SUPPLIED TEXT:
Background: Sepsis is caused by a dysregulation of immune response to infection that results in very high mortality. Current laboratory tests and clinical criteria are inadequate to diagnose sepsis due to limited sensitivity and specificity. Circulating monocytes are important players in immune homeostasis and their altered HLA-DR expression indicate immune dysregulation. HLA-DR is an MHC Class II cell-surface receptor that can present foreign antigens to helper T cells and mount an inflammatory response. Therefore, we analyzed the variations in HLA-DR expression and the concentration of monocyte subsets for diagnosing post-surgical sepsis.
Methods: In this double-blinded prospective cohort study, we adopted immunophenotyping and quantification of antigen expression by flowcytometry to detect the changes in circulating monocyte subsets in patients undergoing cardiac surgery. Statistical analysis was performed to identify significant changes and based on the predictive potential of measured variables ROC curve analysis was done. ROC curve permitted the choice of appropriate cut-off values using which a diagnostic protocol was developed.

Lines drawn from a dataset
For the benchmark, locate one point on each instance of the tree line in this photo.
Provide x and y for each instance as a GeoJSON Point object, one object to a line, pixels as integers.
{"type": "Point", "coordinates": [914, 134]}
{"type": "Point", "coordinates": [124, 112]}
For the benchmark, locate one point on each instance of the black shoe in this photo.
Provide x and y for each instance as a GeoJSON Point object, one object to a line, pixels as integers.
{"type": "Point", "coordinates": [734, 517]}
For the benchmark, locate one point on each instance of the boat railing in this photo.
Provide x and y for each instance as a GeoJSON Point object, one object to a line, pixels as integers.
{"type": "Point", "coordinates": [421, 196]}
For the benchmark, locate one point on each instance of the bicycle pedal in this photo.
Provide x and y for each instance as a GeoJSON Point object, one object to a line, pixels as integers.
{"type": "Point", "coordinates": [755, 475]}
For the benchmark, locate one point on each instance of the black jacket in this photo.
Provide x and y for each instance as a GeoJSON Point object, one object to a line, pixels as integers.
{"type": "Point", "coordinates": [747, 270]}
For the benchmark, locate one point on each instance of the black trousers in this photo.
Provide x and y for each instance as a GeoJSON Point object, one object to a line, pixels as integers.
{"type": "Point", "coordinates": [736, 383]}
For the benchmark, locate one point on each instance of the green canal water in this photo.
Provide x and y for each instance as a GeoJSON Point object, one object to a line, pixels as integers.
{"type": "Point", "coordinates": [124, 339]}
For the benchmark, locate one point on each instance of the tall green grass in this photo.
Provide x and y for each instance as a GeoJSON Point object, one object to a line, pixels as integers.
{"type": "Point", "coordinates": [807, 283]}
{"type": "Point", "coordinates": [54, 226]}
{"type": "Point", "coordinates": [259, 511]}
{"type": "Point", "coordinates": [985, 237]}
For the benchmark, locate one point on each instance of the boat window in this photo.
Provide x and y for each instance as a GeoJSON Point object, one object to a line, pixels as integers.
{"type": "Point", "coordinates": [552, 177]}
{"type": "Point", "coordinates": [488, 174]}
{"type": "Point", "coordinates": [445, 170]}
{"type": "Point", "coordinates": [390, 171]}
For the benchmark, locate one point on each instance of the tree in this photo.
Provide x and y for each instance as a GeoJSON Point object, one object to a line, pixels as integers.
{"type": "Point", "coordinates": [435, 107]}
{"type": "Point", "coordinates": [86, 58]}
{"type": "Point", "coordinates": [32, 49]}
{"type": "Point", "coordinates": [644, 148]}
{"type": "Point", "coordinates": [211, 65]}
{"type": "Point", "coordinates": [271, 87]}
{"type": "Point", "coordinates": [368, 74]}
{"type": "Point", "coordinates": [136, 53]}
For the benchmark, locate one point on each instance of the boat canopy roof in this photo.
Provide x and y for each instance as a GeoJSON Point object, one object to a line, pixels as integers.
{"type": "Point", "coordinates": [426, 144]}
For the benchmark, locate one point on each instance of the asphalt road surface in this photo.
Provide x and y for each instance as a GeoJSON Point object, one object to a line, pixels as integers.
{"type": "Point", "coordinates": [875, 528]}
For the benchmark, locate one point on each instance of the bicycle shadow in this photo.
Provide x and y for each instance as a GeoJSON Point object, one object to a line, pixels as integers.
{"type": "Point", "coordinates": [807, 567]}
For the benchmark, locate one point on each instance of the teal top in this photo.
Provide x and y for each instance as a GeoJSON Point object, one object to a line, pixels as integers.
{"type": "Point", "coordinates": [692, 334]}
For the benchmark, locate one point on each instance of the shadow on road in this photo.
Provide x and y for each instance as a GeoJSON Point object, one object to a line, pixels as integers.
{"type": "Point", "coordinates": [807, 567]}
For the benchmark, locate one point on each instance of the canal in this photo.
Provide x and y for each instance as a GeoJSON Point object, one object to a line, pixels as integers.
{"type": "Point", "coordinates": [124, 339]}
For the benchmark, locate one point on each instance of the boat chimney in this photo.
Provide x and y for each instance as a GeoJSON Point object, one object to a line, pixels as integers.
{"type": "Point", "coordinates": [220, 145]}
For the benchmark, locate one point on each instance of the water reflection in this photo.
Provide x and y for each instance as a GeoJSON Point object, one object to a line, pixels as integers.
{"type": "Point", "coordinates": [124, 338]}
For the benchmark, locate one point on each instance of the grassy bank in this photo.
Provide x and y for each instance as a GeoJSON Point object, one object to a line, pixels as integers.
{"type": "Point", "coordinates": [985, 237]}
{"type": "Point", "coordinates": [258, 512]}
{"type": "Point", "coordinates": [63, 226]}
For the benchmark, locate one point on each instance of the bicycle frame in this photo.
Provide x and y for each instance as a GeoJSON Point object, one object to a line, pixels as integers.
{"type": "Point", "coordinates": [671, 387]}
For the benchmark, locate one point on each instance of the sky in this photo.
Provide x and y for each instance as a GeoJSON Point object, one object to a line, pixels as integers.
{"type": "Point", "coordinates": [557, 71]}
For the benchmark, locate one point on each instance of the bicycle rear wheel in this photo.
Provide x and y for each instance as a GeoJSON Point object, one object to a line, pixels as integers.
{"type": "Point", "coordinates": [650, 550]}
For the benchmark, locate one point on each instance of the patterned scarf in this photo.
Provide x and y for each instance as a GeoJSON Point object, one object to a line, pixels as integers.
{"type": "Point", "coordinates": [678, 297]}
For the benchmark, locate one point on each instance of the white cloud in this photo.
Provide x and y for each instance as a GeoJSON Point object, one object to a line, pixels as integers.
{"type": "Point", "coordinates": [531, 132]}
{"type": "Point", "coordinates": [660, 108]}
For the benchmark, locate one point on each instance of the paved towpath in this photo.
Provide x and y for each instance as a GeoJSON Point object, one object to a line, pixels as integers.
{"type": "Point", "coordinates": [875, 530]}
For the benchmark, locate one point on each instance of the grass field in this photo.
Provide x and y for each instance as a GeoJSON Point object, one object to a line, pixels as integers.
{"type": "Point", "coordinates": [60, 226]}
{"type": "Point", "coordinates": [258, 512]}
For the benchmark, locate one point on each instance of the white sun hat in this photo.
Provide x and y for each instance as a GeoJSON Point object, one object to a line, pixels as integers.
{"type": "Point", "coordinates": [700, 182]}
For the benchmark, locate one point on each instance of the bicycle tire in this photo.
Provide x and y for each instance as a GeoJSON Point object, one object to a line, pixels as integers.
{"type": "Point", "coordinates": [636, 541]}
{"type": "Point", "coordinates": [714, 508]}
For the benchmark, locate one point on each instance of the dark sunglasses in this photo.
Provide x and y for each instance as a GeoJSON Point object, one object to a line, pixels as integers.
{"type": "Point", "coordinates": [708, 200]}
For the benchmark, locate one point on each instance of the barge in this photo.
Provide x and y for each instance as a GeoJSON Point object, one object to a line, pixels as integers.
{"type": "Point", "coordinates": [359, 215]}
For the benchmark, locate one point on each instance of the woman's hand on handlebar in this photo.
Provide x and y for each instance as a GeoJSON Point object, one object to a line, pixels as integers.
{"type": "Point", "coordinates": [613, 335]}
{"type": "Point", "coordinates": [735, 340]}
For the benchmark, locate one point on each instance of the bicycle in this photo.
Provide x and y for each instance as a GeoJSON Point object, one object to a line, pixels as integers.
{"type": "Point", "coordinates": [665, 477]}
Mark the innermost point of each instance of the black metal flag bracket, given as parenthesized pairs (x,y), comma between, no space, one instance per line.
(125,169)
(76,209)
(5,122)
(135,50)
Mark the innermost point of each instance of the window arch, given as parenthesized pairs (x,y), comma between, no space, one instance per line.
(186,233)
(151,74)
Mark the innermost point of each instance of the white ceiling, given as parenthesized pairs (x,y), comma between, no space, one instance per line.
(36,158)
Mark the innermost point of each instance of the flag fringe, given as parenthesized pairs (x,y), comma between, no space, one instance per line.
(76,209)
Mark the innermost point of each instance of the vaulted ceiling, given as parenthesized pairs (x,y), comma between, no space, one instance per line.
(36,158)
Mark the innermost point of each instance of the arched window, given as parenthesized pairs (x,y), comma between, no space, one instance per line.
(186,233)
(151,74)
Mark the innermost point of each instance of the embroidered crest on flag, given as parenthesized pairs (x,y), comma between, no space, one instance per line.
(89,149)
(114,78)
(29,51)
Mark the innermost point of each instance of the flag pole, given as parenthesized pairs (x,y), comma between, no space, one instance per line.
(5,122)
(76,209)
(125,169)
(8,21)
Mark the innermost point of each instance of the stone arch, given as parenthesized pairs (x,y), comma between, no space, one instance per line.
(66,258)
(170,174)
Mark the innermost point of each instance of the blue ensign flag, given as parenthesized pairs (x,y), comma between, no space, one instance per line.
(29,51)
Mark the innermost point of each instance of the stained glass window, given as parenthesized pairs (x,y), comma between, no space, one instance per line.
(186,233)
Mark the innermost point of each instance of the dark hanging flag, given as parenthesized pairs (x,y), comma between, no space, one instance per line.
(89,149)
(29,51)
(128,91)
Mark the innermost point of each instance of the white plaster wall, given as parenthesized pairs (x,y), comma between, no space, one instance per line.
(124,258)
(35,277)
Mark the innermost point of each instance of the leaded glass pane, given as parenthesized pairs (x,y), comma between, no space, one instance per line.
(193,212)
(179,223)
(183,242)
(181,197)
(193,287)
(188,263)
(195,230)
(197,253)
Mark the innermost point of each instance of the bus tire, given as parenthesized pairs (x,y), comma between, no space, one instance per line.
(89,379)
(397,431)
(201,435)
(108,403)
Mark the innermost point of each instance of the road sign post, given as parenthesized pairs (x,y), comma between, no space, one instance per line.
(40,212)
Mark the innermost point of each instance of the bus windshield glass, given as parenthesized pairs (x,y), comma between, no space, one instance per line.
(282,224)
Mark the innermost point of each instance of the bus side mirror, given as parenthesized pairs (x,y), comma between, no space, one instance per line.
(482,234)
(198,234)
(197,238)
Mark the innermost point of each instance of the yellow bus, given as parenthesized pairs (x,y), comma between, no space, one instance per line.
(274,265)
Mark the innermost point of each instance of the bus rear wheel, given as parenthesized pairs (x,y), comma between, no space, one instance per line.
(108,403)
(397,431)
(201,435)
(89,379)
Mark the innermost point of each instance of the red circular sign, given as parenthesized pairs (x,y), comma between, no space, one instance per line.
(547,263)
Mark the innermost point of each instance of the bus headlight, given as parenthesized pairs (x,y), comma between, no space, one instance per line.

TASK ITEM: Continue the abstract on monocyte HLA-DR expression in post-surgical sepsis from the point where it stops.

REPLY TO THE TASK:
Results: We observed that the monocyte subset concentrations in circulation varied differently after surgery. There was a significant downregulation of monocytic HLA-DR on both intermediate (p = 0.0477) and non-classical monocytes (p = 0.0333) at 48 h post-surgery. The monocyte subset analysis clearly showed that the patients with reduced pre-surgical non-classical monocyte count (p = 0.0430) coupled with post-surgical down-regulation of HLA-DR expression on the same subset had a higher incidence of developing sepsis after cardiac surgery.
Conclusions: Here we are reporting for the first time, the significant influence of non-classical monocytes in inducing dysregulated host response and sepsis after cardiac surgery. Using multiple biomarkers associated with this monocyte subset, we established an algorithm for the diagnosis of sepsis at 48 h post cardiac surgery with 100% sensitivity and 69.23% specificity.
Keywords: HLA-DR; MDSC; Monocyte subsets; Non-classical monocytes; Sepsis.